*** Supplied data ***

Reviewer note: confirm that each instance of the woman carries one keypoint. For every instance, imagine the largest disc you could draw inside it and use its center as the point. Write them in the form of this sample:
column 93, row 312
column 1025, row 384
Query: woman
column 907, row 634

*** End of Supplied data ***
*** Supplied data ***

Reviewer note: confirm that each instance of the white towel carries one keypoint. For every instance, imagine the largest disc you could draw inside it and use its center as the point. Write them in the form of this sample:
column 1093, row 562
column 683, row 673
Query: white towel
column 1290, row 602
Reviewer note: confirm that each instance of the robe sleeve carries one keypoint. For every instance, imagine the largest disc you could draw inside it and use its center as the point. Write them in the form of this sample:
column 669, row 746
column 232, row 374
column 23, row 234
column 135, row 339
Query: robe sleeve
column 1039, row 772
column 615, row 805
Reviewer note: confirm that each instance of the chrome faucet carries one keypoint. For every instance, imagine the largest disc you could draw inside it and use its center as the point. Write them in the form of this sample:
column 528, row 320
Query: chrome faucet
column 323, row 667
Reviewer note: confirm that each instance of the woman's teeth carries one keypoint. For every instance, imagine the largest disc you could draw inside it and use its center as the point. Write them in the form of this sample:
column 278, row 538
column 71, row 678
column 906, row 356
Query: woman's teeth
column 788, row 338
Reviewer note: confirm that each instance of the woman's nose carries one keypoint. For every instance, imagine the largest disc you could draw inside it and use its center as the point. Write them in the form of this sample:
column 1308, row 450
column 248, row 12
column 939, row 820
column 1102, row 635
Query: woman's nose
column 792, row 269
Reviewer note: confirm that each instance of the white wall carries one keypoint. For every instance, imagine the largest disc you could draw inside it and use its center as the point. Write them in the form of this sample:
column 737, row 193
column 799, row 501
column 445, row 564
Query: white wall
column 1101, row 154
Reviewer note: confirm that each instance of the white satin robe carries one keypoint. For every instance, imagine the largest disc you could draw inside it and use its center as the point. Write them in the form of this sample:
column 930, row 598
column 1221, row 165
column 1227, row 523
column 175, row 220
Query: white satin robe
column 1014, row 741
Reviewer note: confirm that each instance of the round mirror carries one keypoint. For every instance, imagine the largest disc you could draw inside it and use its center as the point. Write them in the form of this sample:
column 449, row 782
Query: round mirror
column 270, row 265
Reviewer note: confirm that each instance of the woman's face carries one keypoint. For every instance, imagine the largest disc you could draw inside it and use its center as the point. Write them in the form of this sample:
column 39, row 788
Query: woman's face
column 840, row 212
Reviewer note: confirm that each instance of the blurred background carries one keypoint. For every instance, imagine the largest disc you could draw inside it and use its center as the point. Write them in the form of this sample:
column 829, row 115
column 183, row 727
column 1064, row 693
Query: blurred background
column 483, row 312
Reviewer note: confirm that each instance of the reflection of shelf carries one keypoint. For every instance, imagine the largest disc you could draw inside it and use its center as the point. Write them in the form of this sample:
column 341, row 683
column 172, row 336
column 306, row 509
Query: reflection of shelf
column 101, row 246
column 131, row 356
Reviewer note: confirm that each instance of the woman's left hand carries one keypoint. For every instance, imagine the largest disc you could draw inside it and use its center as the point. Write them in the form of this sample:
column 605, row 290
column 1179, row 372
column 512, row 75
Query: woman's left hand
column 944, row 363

*** End of Supplied data ***
*** Supplied data ***

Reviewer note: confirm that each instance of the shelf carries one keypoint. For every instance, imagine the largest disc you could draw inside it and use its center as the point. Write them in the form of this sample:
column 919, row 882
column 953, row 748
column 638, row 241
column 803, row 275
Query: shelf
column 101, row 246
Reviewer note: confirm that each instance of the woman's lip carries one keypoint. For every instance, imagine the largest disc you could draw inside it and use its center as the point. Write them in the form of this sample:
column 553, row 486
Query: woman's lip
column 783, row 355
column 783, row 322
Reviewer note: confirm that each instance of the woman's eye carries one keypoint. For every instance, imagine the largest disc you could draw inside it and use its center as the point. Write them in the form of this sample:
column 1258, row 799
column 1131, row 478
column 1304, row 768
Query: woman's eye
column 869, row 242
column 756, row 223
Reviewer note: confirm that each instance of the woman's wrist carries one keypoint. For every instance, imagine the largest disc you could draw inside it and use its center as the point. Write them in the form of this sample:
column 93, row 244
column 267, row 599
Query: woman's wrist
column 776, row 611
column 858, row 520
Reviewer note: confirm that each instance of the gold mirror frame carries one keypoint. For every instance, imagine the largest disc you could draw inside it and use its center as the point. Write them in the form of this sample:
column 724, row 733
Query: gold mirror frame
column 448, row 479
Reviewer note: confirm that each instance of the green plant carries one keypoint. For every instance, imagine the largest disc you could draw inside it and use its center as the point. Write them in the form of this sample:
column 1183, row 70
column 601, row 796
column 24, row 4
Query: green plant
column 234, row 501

*** End of Supplied data ***

• **Exercise aim**
Your reply is to repeat, unchanged, the lines above running from the one with "Query: shelf" up to and including the one with "column 553, row 486".

• **Task solution**
Query: shelf
column 101, row 246
Reviewer note: confirm that each instance of the woman's lip carries one keypoint. For every instance, imagine the largest disc you could draw inside it and use its center as the point. Write them in the form of this sample:
column 553, row 486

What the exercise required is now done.